Work required: Across the whole listing, copy out every line that includes the string "instance".

Dataset excerpts:
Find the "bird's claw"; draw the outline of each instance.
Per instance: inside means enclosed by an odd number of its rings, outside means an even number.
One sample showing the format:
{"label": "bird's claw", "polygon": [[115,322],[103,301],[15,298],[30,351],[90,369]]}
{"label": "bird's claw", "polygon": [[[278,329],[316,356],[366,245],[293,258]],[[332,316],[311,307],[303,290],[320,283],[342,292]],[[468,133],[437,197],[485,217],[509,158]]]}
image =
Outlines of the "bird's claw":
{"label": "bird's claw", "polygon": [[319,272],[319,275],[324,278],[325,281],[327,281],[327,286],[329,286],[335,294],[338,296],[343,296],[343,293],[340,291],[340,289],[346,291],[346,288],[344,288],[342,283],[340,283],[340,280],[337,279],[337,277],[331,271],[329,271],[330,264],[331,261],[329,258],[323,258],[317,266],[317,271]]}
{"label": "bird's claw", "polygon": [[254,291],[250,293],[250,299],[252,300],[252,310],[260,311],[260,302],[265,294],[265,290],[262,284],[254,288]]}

Output for this exercise:
Find the "bird's claw"; draw the outline of each instance.
Per instance: inside means enclosed by an odd number of its rings, outside means an even number.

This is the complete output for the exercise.